Excerpted passage:
────────────────────────────────────────

To tackle the privacy issues related to data sharing, federated learning was introduced, where only the model parameters are shared with the central server, and the whole training process is executed by each participant individually. This approach minimizes data transfer and privacy concerns. The central server aggregates all the model parameters and returns the updates to the clients. The downside is that the aggregator or the central server is still a potential single point of failure, and it is difficult to reach a consensus on a trusted aggregator.

These problems can be tackled by using a completely decentralized framework such as Swarm Learning [1]. Swarm Learning is a decentralized, privacy-preserving Machine learning framework. In this framework, training takes place at the edge where data is readily available. Only the updated model parameters are shared with the peers, and not the data itself. There is no aggregator in this case instead, a node is elected as the leader dynamically in each round and does the job of aggregating. The security of the block-chain platform is used to share the learning’s with its peers in a safe and secure manner.

────────────────────────────────────────

[Collected data entries]
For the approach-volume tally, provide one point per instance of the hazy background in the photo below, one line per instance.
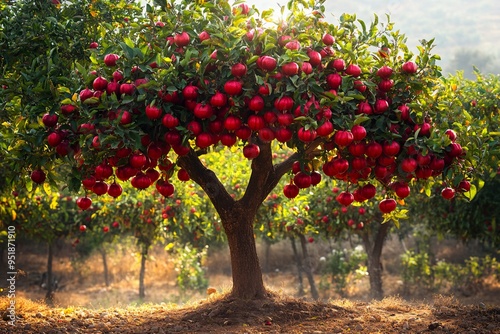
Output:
(467, 33)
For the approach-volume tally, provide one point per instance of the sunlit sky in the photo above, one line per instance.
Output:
(455, 24)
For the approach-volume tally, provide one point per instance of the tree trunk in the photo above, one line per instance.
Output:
(374, 252)
(105, 265)
(49, 297)
(142, 273)
(299, 267)
(308, 266)
(245, 267)
(267, 253)
(237, 216)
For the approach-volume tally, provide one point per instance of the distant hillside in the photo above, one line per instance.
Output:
(466, 32)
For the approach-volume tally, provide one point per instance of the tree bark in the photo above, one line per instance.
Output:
(267, 254)
(299, 267)
(105, 265)
(142, 273)
(238, 216)
(49, 297)
(308, 266)
(374, 252)
(245, 267)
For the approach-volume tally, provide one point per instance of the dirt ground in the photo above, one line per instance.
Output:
(85, 305)
(273, 315)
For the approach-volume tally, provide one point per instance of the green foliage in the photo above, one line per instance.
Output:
(416, 269)
(468, 277)
(342, 268)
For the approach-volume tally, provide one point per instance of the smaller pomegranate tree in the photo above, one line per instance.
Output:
(351, 103)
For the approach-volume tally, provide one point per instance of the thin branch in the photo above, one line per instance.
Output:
(207, 180)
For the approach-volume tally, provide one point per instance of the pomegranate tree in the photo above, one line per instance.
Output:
(353, 114)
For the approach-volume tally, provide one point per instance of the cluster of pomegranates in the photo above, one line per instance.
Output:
(206, 113)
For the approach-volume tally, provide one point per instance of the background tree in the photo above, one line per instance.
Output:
(165, 88)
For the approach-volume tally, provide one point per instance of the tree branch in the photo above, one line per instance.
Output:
(208, 181)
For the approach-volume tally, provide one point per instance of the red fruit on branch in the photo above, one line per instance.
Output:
(256, 103)
(203, 111)
(127, 89)
(183, 175)
(203, 36)
(448, 193)
(283, 134)
(306, 136)
(284, 103)
(343, 138)
(100, 83)
(181, 39)
(391, 148)
(314, 58)
(238, 70)
(338, 64)
(464, 186)
(38, 176)
(302, 180)
(387, 205)
(345, 198)
(49, 120)
(218, 100)
(267, 63)
(381, 106)
(328, 39)
(165, 188)
(364, 107)
(325, 129)
(111, 59)
(334, 80)
(385, 72)
(256, 122)
(353, 70)
(409, 67)
(232, 123)
(138, 160)
(291, 190)
(290, 69)
(251, 151)
(373, 150)
(358, 132)
(100, 188)
(233, 87)
(402, 189)
(115, 190)
(451, 134)
(190, 92)
(54, 139)
(368, 191)
(153, 112)
(409, 165)
(170, 121)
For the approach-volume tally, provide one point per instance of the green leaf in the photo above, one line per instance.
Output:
(471, 193)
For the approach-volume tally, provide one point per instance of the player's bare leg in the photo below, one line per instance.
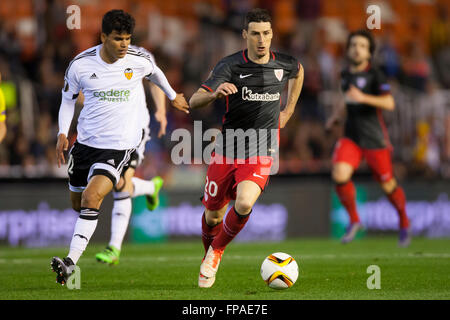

────────────────────────────────────────

Tasks to perform:
a: In the Swarm Learning passage, what takes over the aggregating work when there is no aggregator?
b: Continue the Swarm Learning passage after its final sentence.
The listing plays no part in what comes next.

Task-by-task answers:
a: A node that is dynamically elected as the leader in each round.

b:
Coming to the healthcare sector, patient data is extremely private and data is distributed in different hospitals. To make an accurate and data-driven prediction for any disease, the model has to see huge amounts of data. This data has to be in real-time and cannot be a static snapshot. These requirements can easily be met by using the Swarm Learning framework on the cataract detection model. Using Swarm Learning, every hospital acts as a single node, producing its own data. In this case, the data is the retinal scan of the patient.

Cataract is an eye condition wherein the lens in the eye becomes cloudy due to the formation of a protein layer [2]. If left untreated, it can gradually lead to blindness [2]. This cloudiness is clearly visible in a retinal scan of the patient. The main contributions of the paper are:

  1. 1.

    Discusses the key differences and research gaps between the existing centralized architecture and decentralized architecture.

  2. 2.

    Proposes to combine a decentralized architecture with swarm learning to achieve privacy for patient data.

  3. 3.

    Experiments on various real-life scenarios to demonstrate the power of swarm learning.

To achieve the above-mentioned points, this paper implements a cataract detection model using VGG-19, a deep convolutional neural network, pretrained on imagenet. All the nodes train locally on their own data with this model and send the model parameter updates to their peers using a blockchain network. In each round, one of the nodes is dynamically elected as the leader and does the job of aggregating. After this, the aggregated model parameters are returned to all the nodes. With every round, the model keeps getting better and reflects real-world data. Even hospitals with less data can manage to have a good global model.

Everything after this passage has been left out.